Spam

Yes I’m Calling You a Spammer. What are You Going to Do About It?

I’m surprised I don’t get more of these calls.

A caller to my office today was frustrated because many of her emails are ending up in the recipients’ spam folders. It happens so often that now she has no confidence that the message was received. She routinely follows up with a phone call to confirm receipt, and often must lead the intended recipient through the process of checking their spam folder for the missing message. She said it has become enough of a problem that it is interfering with her business.

I occasionally experience this myself. A new client is eager to get me going on their urgent case, so I quickly prepare and email a fee agreement. Days later they call, frustrated because they still haven’t received the agreement, and I have to direct them to the spam folder. Often as not, they were not even aware they had a spam folder. (Yes, I could request receipt notification, but that is imprecise at best.)

Back to the caller. She was frustrated because obviously someone out there in cyberspace is designating her as a spammer, and she wanted to know if she could sue for defamation. Allow me to wax nostalgic, because this exact issue arose in one of my earlier Internet cases.

The Communications Decency Act (“CDA”) immunizes “a provider . . . of an interactive computer service” who makes available to “others the technical means to restrict access to material . . . the provider or user considers to be obscene, lewd, lascivious, filthy, excessively violent, harassing, or otherwise objectionable, whether or not such material is constitutionally protected.” My client in the earlier case had created a spam filter that was widely used by Internet service providers. A business ended up being designated as a potential spammer, and all of a sudden its messages were being blocked (although it had other email addresses that were not being blocked). The business owner sued my client, and he hired me.

■ STATED EXERCISE 1 ■
In the post about spam, rewrite the paragraph that begins "A caller to my office today" as a short list of its main facts.
The article and the records after it are unrelated material.

■ RECORDED INFORMATION ■
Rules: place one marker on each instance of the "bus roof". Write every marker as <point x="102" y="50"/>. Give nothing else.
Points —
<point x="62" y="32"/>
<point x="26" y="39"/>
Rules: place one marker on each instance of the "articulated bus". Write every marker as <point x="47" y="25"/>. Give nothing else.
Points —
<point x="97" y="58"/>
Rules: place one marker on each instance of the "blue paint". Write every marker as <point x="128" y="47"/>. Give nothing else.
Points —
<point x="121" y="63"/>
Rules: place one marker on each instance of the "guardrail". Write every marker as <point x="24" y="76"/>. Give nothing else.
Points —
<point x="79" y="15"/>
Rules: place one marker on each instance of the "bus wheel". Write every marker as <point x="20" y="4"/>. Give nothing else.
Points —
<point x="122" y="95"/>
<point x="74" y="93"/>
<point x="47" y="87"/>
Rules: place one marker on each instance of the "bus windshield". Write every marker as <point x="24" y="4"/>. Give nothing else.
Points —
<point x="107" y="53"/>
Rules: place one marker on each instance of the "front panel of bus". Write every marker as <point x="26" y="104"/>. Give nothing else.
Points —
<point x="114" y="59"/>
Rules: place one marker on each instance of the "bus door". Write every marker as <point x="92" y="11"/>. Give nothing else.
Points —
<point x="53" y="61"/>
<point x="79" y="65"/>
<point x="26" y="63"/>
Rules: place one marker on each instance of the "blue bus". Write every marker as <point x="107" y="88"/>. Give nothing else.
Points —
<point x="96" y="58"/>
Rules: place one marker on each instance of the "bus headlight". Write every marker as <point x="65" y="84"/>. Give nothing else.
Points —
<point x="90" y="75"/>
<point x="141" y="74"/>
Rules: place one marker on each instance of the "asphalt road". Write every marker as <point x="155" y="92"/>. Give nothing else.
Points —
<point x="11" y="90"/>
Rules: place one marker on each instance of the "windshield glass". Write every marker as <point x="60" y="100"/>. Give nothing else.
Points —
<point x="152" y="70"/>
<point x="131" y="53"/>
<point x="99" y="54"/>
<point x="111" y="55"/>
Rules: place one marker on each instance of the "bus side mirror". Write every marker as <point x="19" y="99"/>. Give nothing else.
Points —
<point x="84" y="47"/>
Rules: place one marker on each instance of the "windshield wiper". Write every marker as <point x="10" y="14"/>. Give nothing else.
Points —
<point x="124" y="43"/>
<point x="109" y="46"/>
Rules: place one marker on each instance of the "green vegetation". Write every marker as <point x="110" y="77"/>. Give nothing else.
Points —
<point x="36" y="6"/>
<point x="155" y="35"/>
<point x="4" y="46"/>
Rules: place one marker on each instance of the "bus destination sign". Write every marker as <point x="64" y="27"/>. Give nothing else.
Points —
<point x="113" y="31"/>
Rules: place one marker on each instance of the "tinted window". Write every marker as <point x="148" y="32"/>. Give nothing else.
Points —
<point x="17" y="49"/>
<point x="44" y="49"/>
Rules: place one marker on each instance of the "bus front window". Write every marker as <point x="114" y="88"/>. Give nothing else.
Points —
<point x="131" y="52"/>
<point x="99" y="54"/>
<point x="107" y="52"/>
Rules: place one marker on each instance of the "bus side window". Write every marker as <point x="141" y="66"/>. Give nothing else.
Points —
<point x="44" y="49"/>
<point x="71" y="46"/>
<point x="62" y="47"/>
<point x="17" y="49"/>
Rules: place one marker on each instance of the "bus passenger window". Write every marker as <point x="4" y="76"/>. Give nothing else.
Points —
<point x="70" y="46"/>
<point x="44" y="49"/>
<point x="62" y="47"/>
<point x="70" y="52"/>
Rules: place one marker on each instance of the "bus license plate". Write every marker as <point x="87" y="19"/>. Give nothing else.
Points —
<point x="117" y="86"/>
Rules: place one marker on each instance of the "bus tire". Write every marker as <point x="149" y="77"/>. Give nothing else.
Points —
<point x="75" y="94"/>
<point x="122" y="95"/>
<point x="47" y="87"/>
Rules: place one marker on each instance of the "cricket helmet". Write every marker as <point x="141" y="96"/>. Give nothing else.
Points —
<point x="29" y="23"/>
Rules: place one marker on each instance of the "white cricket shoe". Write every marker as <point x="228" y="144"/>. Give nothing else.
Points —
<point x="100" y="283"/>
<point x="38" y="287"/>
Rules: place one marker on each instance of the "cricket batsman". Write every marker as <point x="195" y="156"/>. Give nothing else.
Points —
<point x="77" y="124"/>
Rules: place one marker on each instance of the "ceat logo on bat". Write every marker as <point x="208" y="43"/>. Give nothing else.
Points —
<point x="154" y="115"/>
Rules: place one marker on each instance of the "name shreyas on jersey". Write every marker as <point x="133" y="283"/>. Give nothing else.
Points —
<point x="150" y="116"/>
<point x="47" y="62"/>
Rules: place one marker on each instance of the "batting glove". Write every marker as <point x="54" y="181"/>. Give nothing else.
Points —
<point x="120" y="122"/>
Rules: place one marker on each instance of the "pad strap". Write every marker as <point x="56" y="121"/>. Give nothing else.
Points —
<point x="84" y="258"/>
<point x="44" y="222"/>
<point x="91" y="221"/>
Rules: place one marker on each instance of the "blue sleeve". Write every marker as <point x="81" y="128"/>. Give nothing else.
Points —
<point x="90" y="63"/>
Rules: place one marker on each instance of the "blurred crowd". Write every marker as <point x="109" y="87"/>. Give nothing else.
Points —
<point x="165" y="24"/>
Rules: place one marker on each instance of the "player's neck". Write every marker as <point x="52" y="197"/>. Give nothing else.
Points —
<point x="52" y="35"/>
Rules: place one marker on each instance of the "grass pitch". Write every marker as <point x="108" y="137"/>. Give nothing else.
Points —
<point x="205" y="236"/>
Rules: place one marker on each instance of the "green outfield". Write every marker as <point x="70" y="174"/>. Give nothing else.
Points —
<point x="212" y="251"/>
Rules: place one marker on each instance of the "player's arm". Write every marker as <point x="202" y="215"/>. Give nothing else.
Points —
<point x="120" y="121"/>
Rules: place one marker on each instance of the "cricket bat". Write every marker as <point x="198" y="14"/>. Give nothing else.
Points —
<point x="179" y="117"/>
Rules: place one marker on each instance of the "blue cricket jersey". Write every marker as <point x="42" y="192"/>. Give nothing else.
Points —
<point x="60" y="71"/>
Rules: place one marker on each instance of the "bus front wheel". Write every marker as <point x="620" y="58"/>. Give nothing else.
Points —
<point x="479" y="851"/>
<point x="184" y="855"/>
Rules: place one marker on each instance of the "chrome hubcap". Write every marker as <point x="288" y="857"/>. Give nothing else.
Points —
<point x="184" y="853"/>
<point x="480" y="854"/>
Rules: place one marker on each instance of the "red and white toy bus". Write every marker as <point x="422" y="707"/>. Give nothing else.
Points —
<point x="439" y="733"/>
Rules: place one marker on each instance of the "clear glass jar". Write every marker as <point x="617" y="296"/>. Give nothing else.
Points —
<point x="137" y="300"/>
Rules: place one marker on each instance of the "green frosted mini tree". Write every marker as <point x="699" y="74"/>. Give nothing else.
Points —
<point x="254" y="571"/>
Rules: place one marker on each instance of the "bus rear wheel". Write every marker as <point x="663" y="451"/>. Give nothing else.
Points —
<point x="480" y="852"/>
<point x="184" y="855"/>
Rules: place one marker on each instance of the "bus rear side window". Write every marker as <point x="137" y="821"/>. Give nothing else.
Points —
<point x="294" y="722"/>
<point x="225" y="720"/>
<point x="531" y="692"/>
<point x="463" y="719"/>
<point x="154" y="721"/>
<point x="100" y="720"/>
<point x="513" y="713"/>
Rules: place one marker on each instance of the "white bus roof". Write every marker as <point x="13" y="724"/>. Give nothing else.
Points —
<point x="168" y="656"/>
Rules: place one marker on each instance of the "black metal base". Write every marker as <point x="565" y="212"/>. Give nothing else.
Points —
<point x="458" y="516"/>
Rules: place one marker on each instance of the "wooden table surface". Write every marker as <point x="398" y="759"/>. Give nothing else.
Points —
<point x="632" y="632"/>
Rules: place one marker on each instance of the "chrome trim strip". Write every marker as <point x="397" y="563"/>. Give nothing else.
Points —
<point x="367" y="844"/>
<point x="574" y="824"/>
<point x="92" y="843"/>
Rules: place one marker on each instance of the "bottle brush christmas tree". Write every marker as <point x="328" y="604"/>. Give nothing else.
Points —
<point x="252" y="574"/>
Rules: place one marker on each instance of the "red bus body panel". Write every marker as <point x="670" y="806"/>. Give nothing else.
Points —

■ STATED EXERCISE 2 ■
Find every line in the records that contains the word "rear", and copy each one.

■ FINISHED ANSWER 1 ■
- A caller's emails often land in recipients' spam folders.
- She can no longer be sure her messages arrive.
- She regularly phones to confirm receipt and often has to walk recipients through checking their spam folder.
- The problem has grown enough to interfere with her business.

■ FINISHED ANSWER 2 ■
Rules: place one marker on each instance of the "bus rear wheel". Write every marker as <point x="663" y="451"/>. Give nothing else.
Rules: place one marker on each instance of the "bus rear side window". Write every marker as <point x="137" y="821"/>. Give nothing else.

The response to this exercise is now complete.